As she ended the academic year last spring, Madeleine Klebanoff-O’Brien ’22 was hoping that unlike so much else, her summer research fellowship at Houghton Library wouldn’t be canceled due to the pandemic.
Luckily for her, the library was ready to take the fellowship virtual — and two months later, she has not only gained a new set of research skills, she’s developed a new way of looking at research altogether.
Klebanoff-O’Brien, whose research focused on Dante Alighieri’s “Divine Comedy,” concluded her fellowship by creating a fully image-based research product. She illustrated Dante’s entire cosmos with visual details pulled from Houghton sources, including depictions of Earth’s elements inspired by medieval astronomical texts and drawings of angels based on 14th-century woodcuts. To explain the map’s symbolic elements to an average viewer, Klebanoff-O’Brien also made an image-based commentary.
“My revelation in this work has been all the associations that can be built visually,” she said. “The idea that the eye can make an association before the mind can.”
Klebanoff-O’Brien, who is a comparative literature concentrator, had never done independent research before her Summer Humanities and Arts Research Program (SHARP) fellowship at Houghton, a collaboration with Harvard’s Office of Undergraduate Research. The fellowship, which supports building research skills, showed her that both conducting and presenting research can allow for creativity.
“It’s been very freeing to approach things this way, through this visual lens,” she said. “I want to do more in the future, bringing that visual methodology into studying texts.”
Her cosmographical map represents hell, purgatory, and heaven as described in “The Divine Comedy,” and shows how the three are interconnected using symbols and images from the materials in Houghton. Klebanoff-O’Brien incorporated drawings of Dante’s three guides into the map, as well — her depiction of Beatrice is inspired by a Botticelli drawing, while her Virgil is based on an early woodcut, and St. Bernard on a more contemporary illustration.

※

Please write out the fellowship article again, starting at the words "Her cosmographical map" and stopping after "more contemporary illustration.", and substitute "Matelda" for "Beatrice". The entries aren't needed for any work on the fellowship article.

• **Recorded information**:
※

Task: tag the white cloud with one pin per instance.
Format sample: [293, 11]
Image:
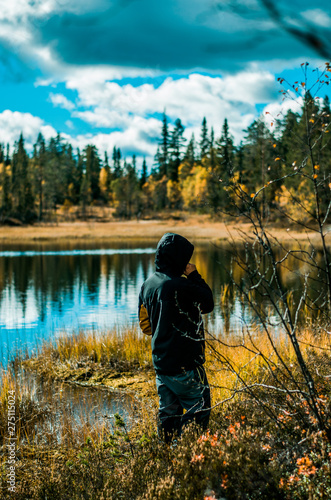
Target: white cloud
[317, 16]
[61, 101]
[275, 112]
[190, 99]
[12, 123]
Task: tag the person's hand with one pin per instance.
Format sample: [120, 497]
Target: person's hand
[189, 269]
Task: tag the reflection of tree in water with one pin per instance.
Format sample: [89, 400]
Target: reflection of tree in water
[57, 281]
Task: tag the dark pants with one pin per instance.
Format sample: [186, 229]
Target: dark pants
[187, 390]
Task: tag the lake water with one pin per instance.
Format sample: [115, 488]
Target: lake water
[48, 289]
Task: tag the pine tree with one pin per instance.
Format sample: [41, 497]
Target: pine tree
[92, 171]
[176, 144]
[23, 202]
[164, 148]
[143, 177]
[204, 141]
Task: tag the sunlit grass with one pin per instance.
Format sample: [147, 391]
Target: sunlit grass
[244, 453]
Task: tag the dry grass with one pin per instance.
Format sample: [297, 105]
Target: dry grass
[245, 454]
[195, 227]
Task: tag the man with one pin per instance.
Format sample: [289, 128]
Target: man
[170, 308]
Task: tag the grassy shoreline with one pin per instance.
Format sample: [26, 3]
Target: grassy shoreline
[245, 454]
[199, 228]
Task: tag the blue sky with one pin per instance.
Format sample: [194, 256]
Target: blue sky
[103, 71]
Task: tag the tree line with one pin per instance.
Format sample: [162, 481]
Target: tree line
[195, 175]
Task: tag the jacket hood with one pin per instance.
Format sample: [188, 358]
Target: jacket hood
[173, 253]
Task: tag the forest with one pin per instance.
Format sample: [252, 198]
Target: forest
[200, 175]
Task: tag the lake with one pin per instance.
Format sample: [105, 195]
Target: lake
[48, 289]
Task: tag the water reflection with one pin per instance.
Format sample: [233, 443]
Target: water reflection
[47, 289]
[74, 407]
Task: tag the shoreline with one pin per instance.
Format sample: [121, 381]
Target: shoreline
[196, 228]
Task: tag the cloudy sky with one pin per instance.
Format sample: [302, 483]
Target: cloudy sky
[103, 71]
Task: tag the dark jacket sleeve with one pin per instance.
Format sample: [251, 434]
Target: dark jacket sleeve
[144, 321]
[199, 292]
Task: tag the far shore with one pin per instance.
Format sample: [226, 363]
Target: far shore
[198, 228]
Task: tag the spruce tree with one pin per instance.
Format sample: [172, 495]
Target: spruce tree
[204, 141]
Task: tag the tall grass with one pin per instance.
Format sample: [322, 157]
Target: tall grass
[244, 455]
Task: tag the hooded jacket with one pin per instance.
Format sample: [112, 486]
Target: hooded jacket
[170, 308]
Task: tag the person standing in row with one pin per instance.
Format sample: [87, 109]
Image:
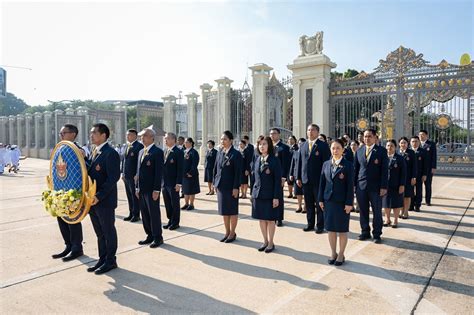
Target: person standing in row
[371, 182]
[104, 169]
[71, 233]
[410, 160]
[266, 192]
[336, 196]
[397, 173]
[172, 181]
[431, 159]
[211, 155]
[148, 188]
[191, 174]
[282, 152]
[312, 154]
[422, 167]
[129, 171]
[227, 173]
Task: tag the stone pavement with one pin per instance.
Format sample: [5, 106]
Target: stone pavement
[424, 266]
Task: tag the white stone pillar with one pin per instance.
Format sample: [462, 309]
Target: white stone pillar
[260, 78]
[169, 117]
[311, 74]
[191, 112]
[223, 104]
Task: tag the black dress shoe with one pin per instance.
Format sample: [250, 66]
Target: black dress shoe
[62, 254]
[73, 255]
[95, 267]
[269, 249]
[230, 240]
[105, 268]
[145, 241]
[363, 237]
[262, 248]
[156, 244]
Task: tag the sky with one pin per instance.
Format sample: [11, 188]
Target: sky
[110, 50]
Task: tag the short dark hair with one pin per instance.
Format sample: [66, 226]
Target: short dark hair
[270, 145]
[228, 134]
[102, 128]
[72, 128]
[372, 131]
[314, 126]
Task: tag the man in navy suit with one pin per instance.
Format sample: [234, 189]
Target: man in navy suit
[371, 182]
[172, 180]
[71, 233]
[149, 187]
[312, 154]
[104, 169]
[129, 171]
[282, 152]
[431, 158]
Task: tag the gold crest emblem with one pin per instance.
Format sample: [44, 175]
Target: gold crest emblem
[61, 168]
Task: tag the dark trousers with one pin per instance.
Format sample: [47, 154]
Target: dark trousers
[367, 199]
[171, 198]
[314, 212]
[103, 221]
[72, 235]
[133, 204]
[428, 183]
[151, 216]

※

• **Written solution**:
Her cosmographical map represents hell, purgatory, and heaven as described in “The Divine Comedy,” and shows how the three are interconnected using symbols and images from the materials in Houghton. Klebanoff-O’Brien incorporated drawings of Dante’s three guides into the map, as well — her depiction of Matelda is inspired by a Botticelli drawing, while her Virgil is based on an early woodcut, and St. Bernard on a more contemporary illustration.